Change each "keypoint" in the listing below to "marker", then write out the full listing again with everything else left as it is.

Records of labeled points
┄┄┄┄┄┄

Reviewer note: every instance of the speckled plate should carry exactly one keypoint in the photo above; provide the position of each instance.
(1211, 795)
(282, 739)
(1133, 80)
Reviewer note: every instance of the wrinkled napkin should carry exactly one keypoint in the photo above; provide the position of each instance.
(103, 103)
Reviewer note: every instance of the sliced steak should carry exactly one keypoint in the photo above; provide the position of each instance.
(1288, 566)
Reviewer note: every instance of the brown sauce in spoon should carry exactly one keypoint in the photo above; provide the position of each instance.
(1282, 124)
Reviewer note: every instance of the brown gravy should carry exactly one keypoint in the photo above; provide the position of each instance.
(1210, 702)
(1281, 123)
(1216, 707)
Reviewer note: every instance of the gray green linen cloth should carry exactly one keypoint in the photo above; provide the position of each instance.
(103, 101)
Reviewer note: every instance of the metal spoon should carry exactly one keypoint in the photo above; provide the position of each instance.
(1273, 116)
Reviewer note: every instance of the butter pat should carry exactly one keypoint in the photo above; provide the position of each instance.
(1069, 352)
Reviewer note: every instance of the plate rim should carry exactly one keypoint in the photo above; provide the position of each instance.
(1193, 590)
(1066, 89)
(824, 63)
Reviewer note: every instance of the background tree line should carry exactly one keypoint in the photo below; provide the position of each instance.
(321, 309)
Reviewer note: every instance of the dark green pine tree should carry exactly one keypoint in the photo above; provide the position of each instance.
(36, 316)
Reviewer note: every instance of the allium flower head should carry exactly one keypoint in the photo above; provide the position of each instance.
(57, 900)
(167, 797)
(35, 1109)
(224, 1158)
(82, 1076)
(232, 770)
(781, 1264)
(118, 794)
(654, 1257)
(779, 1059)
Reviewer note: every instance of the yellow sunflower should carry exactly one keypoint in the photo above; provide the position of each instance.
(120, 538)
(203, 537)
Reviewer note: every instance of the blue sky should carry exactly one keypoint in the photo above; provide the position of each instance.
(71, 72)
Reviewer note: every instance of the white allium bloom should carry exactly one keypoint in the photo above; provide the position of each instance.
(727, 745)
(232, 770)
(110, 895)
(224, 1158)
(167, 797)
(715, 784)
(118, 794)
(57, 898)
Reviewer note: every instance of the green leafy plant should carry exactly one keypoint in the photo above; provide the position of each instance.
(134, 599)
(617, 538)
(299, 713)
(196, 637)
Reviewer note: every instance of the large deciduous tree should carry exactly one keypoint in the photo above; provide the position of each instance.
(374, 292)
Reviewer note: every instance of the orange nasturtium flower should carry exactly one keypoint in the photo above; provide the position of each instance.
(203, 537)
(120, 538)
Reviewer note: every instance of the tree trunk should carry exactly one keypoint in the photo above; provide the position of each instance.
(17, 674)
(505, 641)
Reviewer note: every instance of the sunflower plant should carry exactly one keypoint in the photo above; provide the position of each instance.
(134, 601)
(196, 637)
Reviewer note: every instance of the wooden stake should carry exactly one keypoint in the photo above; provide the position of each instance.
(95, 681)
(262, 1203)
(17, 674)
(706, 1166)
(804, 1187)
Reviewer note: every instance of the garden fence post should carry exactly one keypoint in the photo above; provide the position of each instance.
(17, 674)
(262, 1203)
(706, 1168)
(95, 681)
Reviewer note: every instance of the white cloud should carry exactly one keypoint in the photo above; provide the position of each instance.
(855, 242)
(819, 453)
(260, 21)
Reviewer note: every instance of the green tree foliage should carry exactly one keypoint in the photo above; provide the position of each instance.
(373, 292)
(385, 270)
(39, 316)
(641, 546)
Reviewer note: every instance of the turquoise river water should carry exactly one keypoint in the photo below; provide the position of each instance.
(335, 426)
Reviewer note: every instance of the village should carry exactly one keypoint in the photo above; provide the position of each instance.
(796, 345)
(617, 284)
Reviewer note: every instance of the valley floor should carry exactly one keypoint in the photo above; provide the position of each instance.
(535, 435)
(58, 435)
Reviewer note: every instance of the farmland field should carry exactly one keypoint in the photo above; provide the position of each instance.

┄┄┄┄┄┄

Result:
Reviewer note: every instance of the speckled plate should carry exactly one marker in the photo above; provide the position of each instance.
(1211, 795)
(282, 739)
(1133, 80)
Reviewer note: every instance of the wrinkled napkin should carry exactly one marker in the photo above; provide the position of each instance.
(103, 103)
Reviewer note: every instance of the sliced steak should carry exactly one marker in the photo above; provide the position of each instance.
(1288, 566)
Reviewer note: every instance of the brown sauce in spoon should carry exactly one marker in the photo above; provide the position of each instance.
(1282, 124)
Reviewer note: every instance of the brown gravy should carry exactly one marker in the photo above; provide the position of each instance.
(1210, 702)
(1281, 123)
(1216, 707)
Reviewer note: every instance of the gray green linen cloth should carry exactly one marker in the photo above; provide the position of each instance.
(103, 101)
Reviewer note: every instance of the metal spoon should carry exactly one marker in the photo above; provide the position of each instance.
(1273, 116)
Reviewer note: every instance of the butter pat should carry exactly one marker in the photo above; provide the position of each instance.
(1069, 352)
Reviewer note: every instance of the plate rim should carry exactly one marker in the photo above; provide the position of each instance.
(1193, 590)
(1066, 89)
(824, 63)
Reviewer note: every instance of the background tree line should carry exactly one marker in the photo below; provide the position of each instance.
(321, 309)
Reviewer note: every instance of the dark green pine tree should carry exactly one marker in the photo above; provide the position of each instance.
(36, 316)
Reviewer note: every instance of the allium flower head should carry exactly one marker in the photo above; provide the position of each instance.
(57, 900)
(167, 797)
(35, 1109)
(224, 1158)
(82, 1076)
(232, 770)
(781, 1264)
(118, 794)
(654, 1257)
(779, 1059)
Reviewer note: every instance of the yellow sunflower should carry exactly one marker in the photo above; provide the position of each instance.
(120, 538)
(203, 537)
Reviewer note: every instance of the blue sky should carry exactly one marker in the photo above; provide the position of each instance.
(71, 72)
Reviewer note: every instance of the white allium bloom should carry exactly one marker in the photo above; provide the position of each instance.
(727, 745)
(232, 770)
(110, 895)
(224, 1158)
(167, 797)
(715, 784)
(118, 794)
(57, 898)
Reviewer note: every instance of the green leafy plant should carry exactly one marker in the photo above; provide the position of each instance.
(134, 599)
(617, 538)
(299, 713)
(196, 637)
Reviewer note: every instance of the large deciduous tree should carry exactly one marker in the photo above; provide the position of each instance.
(374, 292)
Reviewer note: every instance of the orange nasturtium flower should carry exactly one marker in the photo above; provide the position of each instance.
(203, 537)
(120, 538)
Reviewer note: every instance of the tree trunk should carry exactly one marker in the photo above; provide the position of each instance.
(17, 674)
(505, 641)
Reviewer note: every instance of the sunflower plant should carry exactly one marker in the photo above; provide the position of each instance.
(134, 601)
(196, 637)
Reviewer note: every instance of the wooden stake should carry exactly one marker in the photo above; provide the position of each instance.
(95, 681)
(262, 1203)
(17, 674)
(706, 1166)
(804, 1187)
Reviewer note: every instance of the garden fence post should carry exactly one marker in the photo above; provide the position of each instance.
(17, 674)
(262, 1203)
(706, 1168)
(95, 681)
Reviewer note: every instance of the white cloud should carry exactly one marker in the photo above; provide the position of each instance.
(855, 242)
(819, 453)
(260, 21)
Reviewer note: every instance of the green tree foliage should carry exactly one marker in the photo above; provide the position of each instance.
(373, 292)
(385, 270)
(39, 316)
(641, 546)
Reviewer note: every instance of the turquoise river water should carry exactly one marker in the photo below; provide the position of each instance.
(335, 426)
Reviewer note: every instance of the village should carry exactly one marker in the photo above; provide the position of each instance.
(796, 345)
(617, 284)
Reviewer note: every instance of the valley floor should carry exactly one marker in the photo above; provide the position of each instance.
(535, 435)
(58, 435)
Reviewer note: every instance of the farmland field should carry exactly one marker in the photo above; provide the position of each instance.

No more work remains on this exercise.